Items in a dataset:
** start **

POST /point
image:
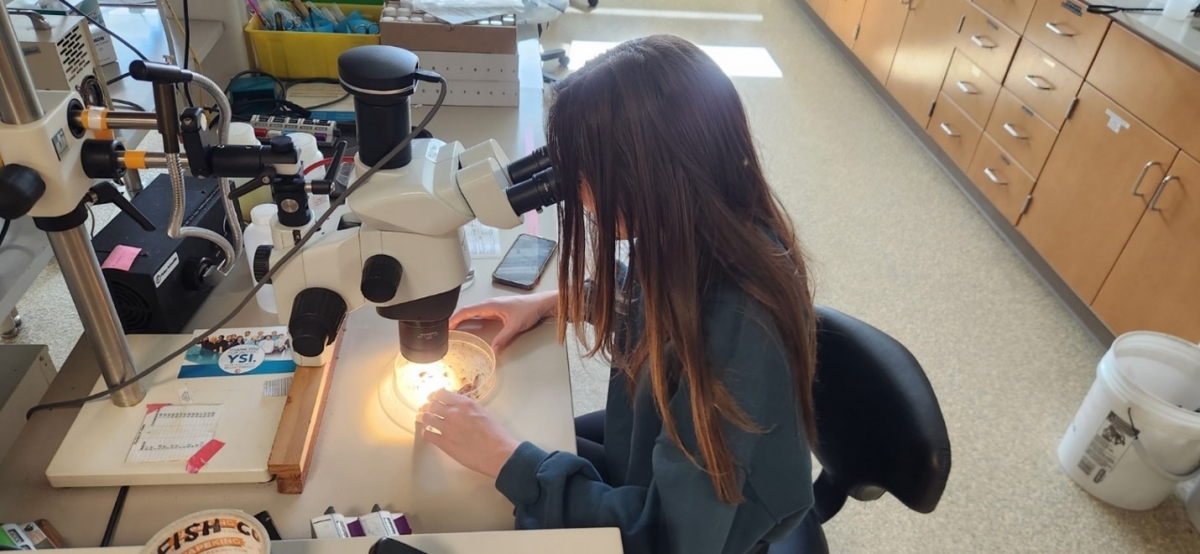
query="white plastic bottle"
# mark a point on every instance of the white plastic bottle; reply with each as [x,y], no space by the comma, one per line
[310,154]
[258,233]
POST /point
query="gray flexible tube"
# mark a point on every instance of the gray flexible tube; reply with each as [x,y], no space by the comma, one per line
[175,170]
[175,229]
[226,185]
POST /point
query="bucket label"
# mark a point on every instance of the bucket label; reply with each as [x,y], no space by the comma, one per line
[1108,446]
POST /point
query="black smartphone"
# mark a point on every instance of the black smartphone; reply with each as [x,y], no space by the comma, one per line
[525,262]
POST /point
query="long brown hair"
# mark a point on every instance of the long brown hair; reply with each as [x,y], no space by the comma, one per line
[658,134]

** end **

Short task ▸ Present every line of the records above as a Markdown table with the columns Line and Content, numbering each row and skipping blank lines. Leave the pictures out.

Answer ▸
| Line | Content |
|---|---|
| 1 | POST /point |
| 2 | image: |
| 3 | query="white plastic bottle" |
| 4 | # mark a point on every instance of the white plastic bottle; reply with each as [x,y], no space by the comma, one per line |
| 5 | [310,154] |
| 6 | [258,233] |
| 7 | POST /point |
| 8 | query="gray flexible tube" |
| 9 | # mark a point on every instance of the gray flexible tube; reply with each as [x,y], no space by the comma, one per line |
| 10 | [175,170] |
| 11 | [175,229] |
| 12 | [226,185] |
| 13 | POST /point |
| 14 | query="bucket label" |
| 15 | # mark a point on every instance of the bucket label; reply with each as [x,y], no space by the comma, one per line |
| 16 | [1108,446] |
| 17 | POST /point |
| 18 | query="black smartphone" |
| 19 | # mark a point on every instance of the black smartphone; reply with each as [x,y], no space by the comma, one per line |
| 20 | [525,262] |
| 21 | POST /point |
| 22 | query="long brown hair" |
| 23 | # mark a point on every instance of the long brown hair; reply with each as [x,y], no space by the comma, one per line |
| 24 | [658,134] |